# Starter=>LAN=>VPN=>LAN=>CPU=>DP=>MM440 geht das?



## Jan (4 März 2011)

Hallo,

ich habe eine Frage zum programmieren der Siemens Micromaster 440.

Ich habe eine S7-315 2PN/DP und fünf MM440

Die MM440 hängen am Profibus (S7-315) und die S7-315 hängt an einem Switch.
Die Anlage geht weit weg.
Wir sollen einen VPN-Tunnel bekommen, sodass wir über Internet auf den Panel-PC und die S7-315 zugreifen können.
Als Alternative bekommen wir evt. einen Analoganschluss und gehen dann über Analogleitung auf den Switch.

Wenn ich mich mit meinem PG über Profibus draufstecke, kann ich mit Starter auf die MM440 zugreifen.

Jetzt ist meine Frage, ob es eine Möglichkeit (Einstellungen) gibt, dass ich mit Starter über den Switch auf den Profibus und somit auf die MM440 zugreifen kann?

—————

### Aufgabenliste:
A. Drucke aus dem Forumsbeitrag den Abschnitt zwischen "Die MM440 hängen" und "auf den Switch." einschließlich wörtlich ab.
B. Zähle alle Geräte auf, die im Forumsbeitrag genannt werden.
C. Stimmen diese Aussagen mit dem Forumsbeitrag überein? Antworte jeweils mit Ja oder Nein und zitiere die entscheidenden Worte.
(i) Der Verfasser hat fünf MM440.
(ii) Die MM440 sind direkt an den Switch angeschlossen.
(iii) Mit dem PG über Profibus erreicht der Verfasser die MM440 mit Starter.

—————

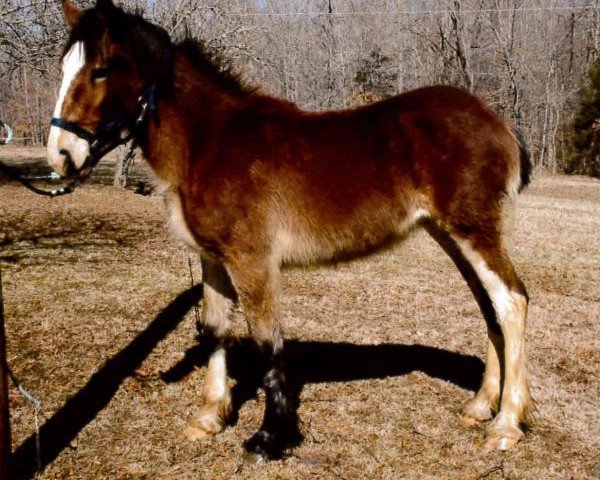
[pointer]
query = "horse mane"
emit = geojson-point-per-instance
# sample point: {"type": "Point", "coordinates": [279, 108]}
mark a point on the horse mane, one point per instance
{"type": "Point", "coordinates": [214, 65]}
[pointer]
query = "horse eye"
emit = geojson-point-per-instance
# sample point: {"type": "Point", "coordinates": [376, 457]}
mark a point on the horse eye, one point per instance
{"type": "Point", "coordinates": [100, 73]}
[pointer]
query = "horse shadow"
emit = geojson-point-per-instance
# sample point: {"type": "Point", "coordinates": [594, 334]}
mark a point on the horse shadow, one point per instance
{"type": "Point", "coordinates": [307, 362]}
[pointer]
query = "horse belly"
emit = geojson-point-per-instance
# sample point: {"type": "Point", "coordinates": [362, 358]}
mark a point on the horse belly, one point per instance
{"type": "Point", "coordinates": [303, 244]}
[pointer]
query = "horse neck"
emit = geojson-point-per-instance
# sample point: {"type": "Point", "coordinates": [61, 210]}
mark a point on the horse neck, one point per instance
{"type": "Point", "coordinates": [190, 114]}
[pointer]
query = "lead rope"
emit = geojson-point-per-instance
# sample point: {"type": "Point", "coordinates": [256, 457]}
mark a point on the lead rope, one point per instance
{"type": "Point", "coordinates": [37, 404]}
{"type": "Point", "coordinates": [37, 408]}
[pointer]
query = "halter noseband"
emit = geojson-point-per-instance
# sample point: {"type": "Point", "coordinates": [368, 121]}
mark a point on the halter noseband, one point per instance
{"type": "Point", "coordinates": [111, 134]}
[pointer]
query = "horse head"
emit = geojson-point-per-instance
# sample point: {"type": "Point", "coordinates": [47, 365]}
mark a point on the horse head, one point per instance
{"type": "Point", "coordinates": [112, 65]}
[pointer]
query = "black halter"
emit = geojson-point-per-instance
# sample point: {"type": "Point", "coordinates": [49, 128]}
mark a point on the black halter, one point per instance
{"type": "Point", "coordinates": [106, 137]}
{"type": "Point", "coordinates": [110, 135]}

—————

### Schriftliche Antworten:
A.
Die MM440 hängen am Profibus (S7-315) und die S7-315 hängt an einem Switch.
Die Anlage geht weit weg.
Wir sollen einen VPN-Tunnel bekommen, sodass wir über Internet auf den Panel-PC und die S7-315 zugreifen können.
Als Alternative bekommen wir evt. einen Analoganschluss und gehen dann über Analogleitung auf den Switch.

B.
- S7-315 2PN/DP
- MM440 (Siemens Micromaster 440)
- Switch
- Panel-PC
- PG

C.
(i) Ja: "Ich habe eine S7-315 2PN/DP und fünf MM440"
(ii) Nein: "Die MM440 hängen am Profibus (S7-315) und die S7-315 hängt an einem Switch."
(iii) Ja: "Wenn ich mich mit meinem PG über Profibus draufstecke, kann ich mit Starter auf die MM440 zugreifen."